__Text shown__
○ ○ ○ ○
For months I’ve had a Japanese movie called “Departures” sitting in my Netflix Instant Queue. What has been my hesitance in watching this film? I suppose the running time (2h 10m) is a part of what had me approach the film carefully, which is odd considering most of my favorite movies are longer than two hours; but I suppose my real hesitance was in what the film was about. Here’s what Netflix says:
“Young cellist Daigo has an epiphany in which he realizes he’s been heading down the wrong career path. Retreating to his hometown, he trains for a new professional role as a “nakanshi*” one who prepares the dead for burial.”
The thought of two hours of a mortician caused me to look at the film suspiciously and approach it carefully.
I love Japanese cinema, whether it be older (Seven Samurai, Harakiri, Ugetsu Monogatari), newer (Seance, Who’s Camus Anyway?, Running on Empty), or even animated (Spirited Away, Paprika), the land of the rising sun has managed to produce many of my favorite films; so today I finally sat down and watched this film.
I wish I had not waited so long! This film is simply marvelous.
Daigo’s (pronounced sort of like die-go) lives with his wife in one of the large metropolitan areas in Japan (Tokyo, as I recall) and plays cello for one of the city’s small orchestras. The opening segment of the film shows the orchestra playing for a less than packed house, and then once the show is over the orchestra’s owner announces that he is dissolving the group, leaving Daigo out of a job. Daigo and his wife Mika decide that a change of pace is needed and move to the small town where Daigo grew up.
When Daigo’s mother passed away she left them a house which has been everything from a coffee shop to a bar and even has what appears to be a stage for musicians. We get the sense that Daigo was not close with his mother, and we know outright that he has not seen his father since he was six; Daigo cannot even remember what his father looks like.
After having lived in the small house for a few days Daigo finds an advertisement in the paper from a company dealing in “departures”. Daigo shows up and after only briefly speaking with the boss, Ikuei, is given the job and told that he will be making quite a large sum of money.
“What does the job involve?” “Well, at first being my assistant.” “Specifically.” “Specifically? Casketing.” “The ad said departures, so I thought it meant a travel agency.” “Oh, that’s a misprint. It’s not departures, it’s the departed.”
When Daigo’s wife asks him what the job is his response is: “Ceremonies.” “Oh, like weddings? You could play your cello for them!”
The subject matter is fairly dark (although never graphic), but is handled with a just enough humor and class that we are never put off or disturbed. On the surface this is a film about death, but ultimately it is about Daigo letting go of the things that are holding him back in his life. By performing these ceremonies Daigo is able to help grieving families let go of their traumas and heartache, and by doing this he is able to eventually let go of his baggage.
○ ○ ○ ○
__Stored records__
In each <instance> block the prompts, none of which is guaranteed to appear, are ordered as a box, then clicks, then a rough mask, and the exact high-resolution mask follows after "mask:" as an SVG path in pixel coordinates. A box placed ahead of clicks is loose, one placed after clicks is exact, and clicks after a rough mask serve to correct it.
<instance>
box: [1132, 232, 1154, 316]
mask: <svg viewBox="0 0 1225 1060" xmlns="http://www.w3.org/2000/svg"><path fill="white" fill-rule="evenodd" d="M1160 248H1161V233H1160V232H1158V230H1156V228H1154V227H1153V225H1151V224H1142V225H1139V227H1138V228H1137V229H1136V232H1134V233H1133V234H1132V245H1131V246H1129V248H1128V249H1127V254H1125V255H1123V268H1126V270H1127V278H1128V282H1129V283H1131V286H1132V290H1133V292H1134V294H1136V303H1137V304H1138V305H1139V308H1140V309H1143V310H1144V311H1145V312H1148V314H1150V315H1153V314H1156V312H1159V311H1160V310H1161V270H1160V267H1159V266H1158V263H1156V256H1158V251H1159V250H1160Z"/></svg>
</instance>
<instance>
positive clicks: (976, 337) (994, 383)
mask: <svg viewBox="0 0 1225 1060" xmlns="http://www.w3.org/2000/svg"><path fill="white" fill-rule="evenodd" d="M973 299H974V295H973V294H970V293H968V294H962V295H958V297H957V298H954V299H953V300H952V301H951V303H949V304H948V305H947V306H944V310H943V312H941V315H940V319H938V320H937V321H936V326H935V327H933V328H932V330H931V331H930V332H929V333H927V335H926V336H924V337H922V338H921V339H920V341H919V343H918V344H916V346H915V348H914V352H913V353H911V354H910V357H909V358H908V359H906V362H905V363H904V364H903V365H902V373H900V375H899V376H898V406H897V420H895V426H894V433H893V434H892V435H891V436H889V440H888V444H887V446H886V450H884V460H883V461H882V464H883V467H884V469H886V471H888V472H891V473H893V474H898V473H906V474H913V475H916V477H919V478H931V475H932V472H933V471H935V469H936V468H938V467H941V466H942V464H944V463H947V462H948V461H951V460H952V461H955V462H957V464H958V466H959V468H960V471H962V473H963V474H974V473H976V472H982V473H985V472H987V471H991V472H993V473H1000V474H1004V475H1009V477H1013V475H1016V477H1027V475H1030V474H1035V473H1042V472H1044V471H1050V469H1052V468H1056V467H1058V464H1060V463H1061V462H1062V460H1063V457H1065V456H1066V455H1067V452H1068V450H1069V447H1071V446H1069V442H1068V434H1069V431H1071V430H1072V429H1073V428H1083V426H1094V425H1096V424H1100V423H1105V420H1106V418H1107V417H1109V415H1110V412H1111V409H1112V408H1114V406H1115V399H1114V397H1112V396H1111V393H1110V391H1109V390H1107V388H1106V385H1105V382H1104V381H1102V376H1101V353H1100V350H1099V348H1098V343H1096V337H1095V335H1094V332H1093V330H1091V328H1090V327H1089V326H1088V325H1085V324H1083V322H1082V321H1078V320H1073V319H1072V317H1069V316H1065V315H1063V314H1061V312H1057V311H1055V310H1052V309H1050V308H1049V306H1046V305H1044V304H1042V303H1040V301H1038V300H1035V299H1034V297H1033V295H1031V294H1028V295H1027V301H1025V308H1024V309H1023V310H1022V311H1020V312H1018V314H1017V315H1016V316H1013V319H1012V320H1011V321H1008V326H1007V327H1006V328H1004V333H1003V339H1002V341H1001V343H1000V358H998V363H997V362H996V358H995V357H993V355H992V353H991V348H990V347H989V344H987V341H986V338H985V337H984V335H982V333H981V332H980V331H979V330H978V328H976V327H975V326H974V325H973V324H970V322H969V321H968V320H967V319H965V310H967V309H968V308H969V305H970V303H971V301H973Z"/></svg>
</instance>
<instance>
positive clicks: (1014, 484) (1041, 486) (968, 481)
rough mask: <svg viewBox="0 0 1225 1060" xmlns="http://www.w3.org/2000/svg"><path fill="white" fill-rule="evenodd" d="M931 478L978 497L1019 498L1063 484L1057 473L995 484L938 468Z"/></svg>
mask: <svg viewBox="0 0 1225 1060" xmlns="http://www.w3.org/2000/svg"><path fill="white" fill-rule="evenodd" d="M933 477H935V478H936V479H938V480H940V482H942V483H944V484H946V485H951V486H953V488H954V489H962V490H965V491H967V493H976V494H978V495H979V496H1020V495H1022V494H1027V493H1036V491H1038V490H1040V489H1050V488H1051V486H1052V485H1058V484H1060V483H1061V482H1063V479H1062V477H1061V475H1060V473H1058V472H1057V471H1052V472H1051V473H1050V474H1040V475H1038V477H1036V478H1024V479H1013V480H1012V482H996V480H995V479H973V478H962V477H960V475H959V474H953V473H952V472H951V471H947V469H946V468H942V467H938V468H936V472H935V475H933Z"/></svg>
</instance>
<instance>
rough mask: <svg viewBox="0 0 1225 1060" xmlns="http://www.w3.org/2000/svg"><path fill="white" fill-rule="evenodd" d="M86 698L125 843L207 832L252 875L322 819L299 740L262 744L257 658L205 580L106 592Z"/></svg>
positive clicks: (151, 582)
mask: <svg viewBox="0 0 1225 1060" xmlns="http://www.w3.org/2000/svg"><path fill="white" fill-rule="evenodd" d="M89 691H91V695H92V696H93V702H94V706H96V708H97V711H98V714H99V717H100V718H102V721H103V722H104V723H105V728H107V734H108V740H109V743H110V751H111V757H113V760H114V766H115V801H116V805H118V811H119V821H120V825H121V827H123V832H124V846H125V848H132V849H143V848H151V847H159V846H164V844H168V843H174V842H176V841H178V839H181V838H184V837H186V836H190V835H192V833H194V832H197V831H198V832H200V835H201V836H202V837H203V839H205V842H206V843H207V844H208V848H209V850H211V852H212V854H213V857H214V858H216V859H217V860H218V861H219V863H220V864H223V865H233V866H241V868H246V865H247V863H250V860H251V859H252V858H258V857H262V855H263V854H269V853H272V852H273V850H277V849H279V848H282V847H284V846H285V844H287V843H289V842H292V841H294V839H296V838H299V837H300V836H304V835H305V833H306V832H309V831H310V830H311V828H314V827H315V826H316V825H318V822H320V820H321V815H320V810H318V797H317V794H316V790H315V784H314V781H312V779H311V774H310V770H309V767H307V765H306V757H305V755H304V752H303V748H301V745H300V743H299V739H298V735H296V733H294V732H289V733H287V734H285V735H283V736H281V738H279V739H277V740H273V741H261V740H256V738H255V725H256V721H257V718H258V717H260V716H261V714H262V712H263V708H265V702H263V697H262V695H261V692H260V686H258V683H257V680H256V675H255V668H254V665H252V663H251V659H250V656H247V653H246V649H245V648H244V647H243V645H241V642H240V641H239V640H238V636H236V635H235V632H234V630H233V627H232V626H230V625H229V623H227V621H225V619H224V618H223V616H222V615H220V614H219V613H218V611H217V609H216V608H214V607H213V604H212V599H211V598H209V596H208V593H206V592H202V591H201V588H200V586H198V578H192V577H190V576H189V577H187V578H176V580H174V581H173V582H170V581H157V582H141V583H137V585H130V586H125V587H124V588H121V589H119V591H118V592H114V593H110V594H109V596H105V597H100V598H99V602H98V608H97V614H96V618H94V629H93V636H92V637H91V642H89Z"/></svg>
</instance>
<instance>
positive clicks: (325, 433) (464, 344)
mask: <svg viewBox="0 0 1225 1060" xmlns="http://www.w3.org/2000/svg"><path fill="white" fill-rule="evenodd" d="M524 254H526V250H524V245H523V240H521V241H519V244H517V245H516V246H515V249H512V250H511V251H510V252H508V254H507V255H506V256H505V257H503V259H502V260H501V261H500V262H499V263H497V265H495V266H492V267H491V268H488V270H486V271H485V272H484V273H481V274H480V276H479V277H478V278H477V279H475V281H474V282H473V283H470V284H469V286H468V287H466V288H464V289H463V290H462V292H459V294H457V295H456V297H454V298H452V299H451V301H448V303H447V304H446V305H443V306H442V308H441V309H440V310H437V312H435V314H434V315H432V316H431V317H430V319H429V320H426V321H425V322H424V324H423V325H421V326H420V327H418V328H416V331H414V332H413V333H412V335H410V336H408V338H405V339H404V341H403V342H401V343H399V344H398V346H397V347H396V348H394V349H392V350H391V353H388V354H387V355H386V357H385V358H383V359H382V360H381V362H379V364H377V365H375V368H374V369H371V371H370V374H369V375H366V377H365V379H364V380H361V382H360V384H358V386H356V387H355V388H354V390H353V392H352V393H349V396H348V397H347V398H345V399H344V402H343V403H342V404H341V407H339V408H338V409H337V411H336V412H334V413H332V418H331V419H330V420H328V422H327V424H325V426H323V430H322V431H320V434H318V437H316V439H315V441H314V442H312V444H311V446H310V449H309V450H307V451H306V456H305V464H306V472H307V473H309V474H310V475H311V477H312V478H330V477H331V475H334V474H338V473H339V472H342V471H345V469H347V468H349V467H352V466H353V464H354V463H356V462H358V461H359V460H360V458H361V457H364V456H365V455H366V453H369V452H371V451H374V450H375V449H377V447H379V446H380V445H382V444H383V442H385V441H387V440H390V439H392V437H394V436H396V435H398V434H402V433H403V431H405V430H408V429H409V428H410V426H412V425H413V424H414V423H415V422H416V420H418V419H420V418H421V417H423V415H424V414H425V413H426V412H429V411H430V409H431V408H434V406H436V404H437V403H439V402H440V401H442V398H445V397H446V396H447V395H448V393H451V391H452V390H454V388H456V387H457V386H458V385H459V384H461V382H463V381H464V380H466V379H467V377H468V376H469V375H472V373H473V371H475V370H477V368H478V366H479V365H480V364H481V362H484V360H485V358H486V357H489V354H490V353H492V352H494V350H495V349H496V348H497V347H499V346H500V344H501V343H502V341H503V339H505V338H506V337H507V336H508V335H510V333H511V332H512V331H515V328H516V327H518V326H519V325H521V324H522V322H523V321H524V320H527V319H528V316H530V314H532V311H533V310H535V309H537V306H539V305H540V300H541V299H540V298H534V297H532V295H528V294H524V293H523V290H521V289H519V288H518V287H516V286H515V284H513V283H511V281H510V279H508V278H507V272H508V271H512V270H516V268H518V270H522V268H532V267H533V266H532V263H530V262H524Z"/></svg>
○ ○ ○ ○
__Your tasks__
• 1. Decide whether each statement agrees with the film review, answering yes or no and quoting the words of the review that settle it: (a) Most of the reviewer's favorite movies run under two hours. (b) Daigo has not seen his father since age six. (c) The orchestra's final show played to a full house.
• 2. Copy from the film review the passage between "I love Japanese" and "Daigo grew up.", inclusive.
Work only from the film review.

__Answers for this exercise__
• 1.
(a) No: "most of my favorite movies are longer than two hours"
(b) Yes: "he has not seen his father since he was six"
(c) No: "the orchestra playing for a less than packed house"

• 2.
I love Japanese cinema, whether it be older (Seven Samurai, Harakiri, Ugetsu Monogatari), newer (Seance, Who’s Camus Anyway?, Running on Empty), or even animated (Spirited Away, Paprika), the land of the rising sun has managed to produce many of my favorite films; so today I finally sat down and watched this film.
I wish I had not waited so long! This film is simply marvelous.
Daigo’s (pronounced sort of like die-go) lives with his wife in one of the large metropolitan areas in Japan (Tokyo, as I recall) and plays cello for one of the city’s small orchestras. The opening segment of the film shows the orchestra playing for a less than packed house, and then once the show is over the orchestra’s owner announces that he is dissolving the group, leaving Daigo out of a job. Daigo and his wife Mika decide that a change of pace is needed and move to the small town where Daigo grew up.